▸ **GIVEN TASK A**
According to the extradition judgment excerpt, on what date was the s. 20 oral hearing held?
▸ **GIVEN TASK B**
Rewrite the passage of the extradition judgment excerpt starting at "10.     The respondent" and ending at "had been established.", substituting "points of defence" for "points of objection".

▸ **PAGE EXCERPT**
====

10.     The respondent indicated by way of points of objection that the application should be refused in circumstances where the acts in respect of which the arrest warrant is based do not constitute offences under the law of the state. The respondent, at the s. 20 oral hearing on the 9th of December 2021, formally indicated that this point was not at issue and correspondence had been established.

Form of the warrant

11.     The respondent objects to the use of the letter of request dated the 10th of August 2021 accompanied by the UK TCA warrant as a basis for seeking the waiver of the rule of speciality.  He submits that extradition and surrender are statutory based methods of rendition and are predicated on the presence in the executing state of the person whose surrender is sought. Under the Act of 2003, he submits that a mandatory statutory sequence is readily apparent. He submits that the process commences with the issue of a relevant warrant by an issuing judicial authority in a requesting state, the legislation then requires the transmission of the relevant warrant in a prescribed manner, its endorsement for execution, the arrest of the subject and a surrender hearing. Where that process is not followed, he submits, the process will be flawed and surrender ultra vires.

12.     The respondent refers to the case of Mícheál Ó Fallúin v The Governor of Cloverhill Prison [2007] IESC 20, [2007] 3 IR 414 (hereinafter “Ó Fallúin”), in which Fennelly J. stated at para 17 that:

          “Arrest and detention are essential steps  in  any  form  of  extradition  or  surrender,  but  they  depend  for  their  validity on clear legal rules..”

          The respondent’s objection to the application as outlined in his submissions is “predicated upon the contention that it is impermissible to make an order in respect of the TCA warrant, in circumstances where he is not now in the jurisdiction and where he has not been arrested under that warrant.”

====

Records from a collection
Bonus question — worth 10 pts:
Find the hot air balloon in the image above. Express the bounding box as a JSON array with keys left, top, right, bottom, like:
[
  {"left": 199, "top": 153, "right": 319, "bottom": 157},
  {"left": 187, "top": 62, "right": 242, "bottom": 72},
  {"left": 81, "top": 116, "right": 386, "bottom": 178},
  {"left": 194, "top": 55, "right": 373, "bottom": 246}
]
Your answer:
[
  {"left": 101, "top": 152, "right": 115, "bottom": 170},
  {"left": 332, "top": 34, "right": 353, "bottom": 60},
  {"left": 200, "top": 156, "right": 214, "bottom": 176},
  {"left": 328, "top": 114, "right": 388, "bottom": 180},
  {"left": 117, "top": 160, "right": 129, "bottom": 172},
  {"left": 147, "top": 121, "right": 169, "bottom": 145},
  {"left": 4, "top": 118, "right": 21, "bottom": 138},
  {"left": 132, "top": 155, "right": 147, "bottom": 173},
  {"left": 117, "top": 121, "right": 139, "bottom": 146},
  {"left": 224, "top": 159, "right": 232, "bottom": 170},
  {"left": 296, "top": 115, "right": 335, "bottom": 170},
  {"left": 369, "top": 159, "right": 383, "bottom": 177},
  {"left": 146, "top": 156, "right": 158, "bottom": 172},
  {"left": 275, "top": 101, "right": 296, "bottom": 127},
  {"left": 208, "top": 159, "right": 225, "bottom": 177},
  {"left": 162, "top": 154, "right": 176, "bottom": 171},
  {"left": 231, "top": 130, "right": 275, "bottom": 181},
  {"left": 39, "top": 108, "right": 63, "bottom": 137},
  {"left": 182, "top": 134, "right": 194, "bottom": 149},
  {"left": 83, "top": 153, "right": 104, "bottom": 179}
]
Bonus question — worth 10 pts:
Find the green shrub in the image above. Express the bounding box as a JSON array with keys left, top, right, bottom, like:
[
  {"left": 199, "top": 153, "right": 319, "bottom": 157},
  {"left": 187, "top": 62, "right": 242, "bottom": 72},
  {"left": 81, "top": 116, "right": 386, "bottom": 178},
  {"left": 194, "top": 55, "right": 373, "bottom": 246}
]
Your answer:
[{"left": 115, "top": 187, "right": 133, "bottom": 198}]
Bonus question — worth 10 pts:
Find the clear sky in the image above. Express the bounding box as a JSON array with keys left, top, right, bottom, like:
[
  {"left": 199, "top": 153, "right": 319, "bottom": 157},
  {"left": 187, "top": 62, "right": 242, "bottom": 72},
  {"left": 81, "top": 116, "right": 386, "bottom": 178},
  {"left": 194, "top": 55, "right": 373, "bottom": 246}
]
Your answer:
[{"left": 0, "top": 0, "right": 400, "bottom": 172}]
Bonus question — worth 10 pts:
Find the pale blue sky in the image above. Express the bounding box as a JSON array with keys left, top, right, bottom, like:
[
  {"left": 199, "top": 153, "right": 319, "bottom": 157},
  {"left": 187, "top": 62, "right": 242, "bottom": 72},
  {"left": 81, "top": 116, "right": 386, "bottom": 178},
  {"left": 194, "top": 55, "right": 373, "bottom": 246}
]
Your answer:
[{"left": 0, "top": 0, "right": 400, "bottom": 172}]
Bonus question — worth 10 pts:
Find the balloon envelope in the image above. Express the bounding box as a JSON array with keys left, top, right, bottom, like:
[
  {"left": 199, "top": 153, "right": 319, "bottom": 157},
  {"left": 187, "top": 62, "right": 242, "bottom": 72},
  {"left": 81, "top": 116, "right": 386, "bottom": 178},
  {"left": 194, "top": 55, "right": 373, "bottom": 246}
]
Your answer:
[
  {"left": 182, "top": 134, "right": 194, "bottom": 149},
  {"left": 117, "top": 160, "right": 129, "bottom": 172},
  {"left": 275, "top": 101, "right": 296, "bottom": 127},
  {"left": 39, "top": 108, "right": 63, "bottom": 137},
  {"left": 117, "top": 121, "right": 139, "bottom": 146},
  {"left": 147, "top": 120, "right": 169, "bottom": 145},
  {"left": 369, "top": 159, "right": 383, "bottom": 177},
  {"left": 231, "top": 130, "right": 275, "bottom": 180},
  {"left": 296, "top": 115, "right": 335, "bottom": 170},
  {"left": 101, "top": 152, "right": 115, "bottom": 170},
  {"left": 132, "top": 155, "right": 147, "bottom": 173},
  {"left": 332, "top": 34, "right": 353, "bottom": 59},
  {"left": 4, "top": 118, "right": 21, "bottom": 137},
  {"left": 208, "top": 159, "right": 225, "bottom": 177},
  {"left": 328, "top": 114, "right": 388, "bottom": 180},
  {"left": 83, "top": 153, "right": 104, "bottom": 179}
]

====

▸ **CORRECT RESPONSE A**
The 9th of December 2021.

▸ **CORRECT RESPONSE B**
10.     The respondent indicated by way of points of defence that the application should be refused in circumstances where the acts in respect of which the arrest warrant is based do not constitute offences under the law of the state. The respondent, at the s. 20 oral hearing on the 9th of December 2021, formally indicated that this point was not at issue and correspondence had been established.